**What is required:**
Please write out exactly the lines that begin at the line containing "Now the blue" and run to the end of the records.

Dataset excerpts
========

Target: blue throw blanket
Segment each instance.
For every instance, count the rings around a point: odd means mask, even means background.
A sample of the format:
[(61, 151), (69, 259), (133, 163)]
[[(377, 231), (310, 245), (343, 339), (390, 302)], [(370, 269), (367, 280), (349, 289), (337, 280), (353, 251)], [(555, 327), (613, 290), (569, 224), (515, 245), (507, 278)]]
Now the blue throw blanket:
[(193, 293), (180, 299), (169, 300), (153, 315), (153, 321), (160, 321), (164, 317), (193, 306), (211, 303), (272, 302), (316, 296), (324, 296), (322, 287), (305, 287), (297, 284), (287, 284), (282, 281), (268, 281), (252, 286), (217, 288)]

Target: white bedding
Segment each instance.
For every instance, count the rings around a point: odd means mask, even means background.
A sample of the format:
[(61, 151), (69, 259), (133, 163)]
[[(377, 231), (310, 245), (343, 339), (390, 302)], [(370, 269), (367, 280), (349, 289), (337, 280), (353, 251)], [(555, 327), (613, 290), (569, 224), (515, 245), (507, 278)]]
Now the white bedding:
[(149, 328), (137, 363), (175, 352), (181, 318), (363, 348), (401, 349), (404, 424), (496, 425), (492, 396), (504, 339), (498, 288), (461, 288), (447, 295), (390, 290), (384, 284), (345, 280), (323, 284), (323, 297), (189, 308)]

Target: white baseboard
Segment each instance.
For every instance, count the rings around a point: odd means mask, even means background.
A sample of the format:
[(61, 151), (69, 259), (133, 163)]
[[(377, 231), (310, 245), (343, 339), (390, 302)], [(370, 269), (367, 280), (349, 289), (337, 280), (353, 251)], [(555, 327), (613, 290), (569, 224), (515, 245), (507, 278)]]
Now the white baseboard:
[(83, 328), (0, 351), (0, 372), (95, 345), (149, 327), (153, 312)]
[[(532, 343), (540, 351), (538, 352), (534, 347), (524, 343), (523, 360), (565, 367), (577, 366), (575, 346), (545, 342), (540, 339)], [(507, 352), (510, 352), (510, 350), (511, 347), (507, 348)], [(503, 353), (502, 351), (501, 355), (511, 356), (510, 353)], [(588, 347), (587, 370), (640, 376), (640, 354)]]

========

**Solution to this problem:**
Now the blue throw blanket:
[(193, 293), (180, 299), (169, 300), (153, 315), (153, 321), (160, 321), (164, 317), (193, 306), (211, 303), (272, 302), (316, 296), (324, 296), (322, 287), (305, 287), (297, 284), (287, 284), (282, 281), (268, 281), (252, 286), (217, 288)]

Target: white bedding
Segment each instance.
For every instance, count the rings around a point: odd means mask, even means background.
A sample of the format:
[(61, 151), (69, 259), (133, 163)]
[[(377, 231), (310, 245), (343, 339), (390, 302)], [(370, 269), (367, 280), (349, 289), (337, 280), (353, 251)], [(555, 327), (613, 290), (569, 224), (515, 245), (507, 278)]]
Now the white bedding:
[(149, 328), (137, 363), (175, 352), (181, 318), (363, 348), (401, 349), (404, 424), (496, 425), (492, 396), (504, 339), (498, 288), (461, 288), (447, 295), (390, 290), (384, 284), (345, 280), (323, 284), (323, 297), (189, 308)]

Target: white baseboard
Segment each instance.
For every instance, count the rings around a point: odd means mask, even means background.
A sample of the format:
[(61, 151), (69, 259), (133, 163)]
[[(377, 231), (310, 245), (343, 339), (390, 302)], [(370, 269), (367, 280), (349, 289), (337, 280), (353, 251)], [(555, 327), (613, 290), (569, 224), (515, 245), (507, 278)]]
Now the white baseboard:
[(83, 328), (0, 351), (0, 372), (95, 345), (149, 327), (153, 312)]
[[(532, 343), (540, 351), (538, 352), (534, 347), (524, 343), (523, 360), (565, 367), (577, 366), (575, 346), (545, 342), (540, 339)], [(507, 352), (510, 352), (510, 350), (511, 347), (507, 348)], [(503, 353), (502, 351), (501, 355), (511, 356), (510, 353)], [(588, 347), (587, 370), (640, 376), (640, 354)]]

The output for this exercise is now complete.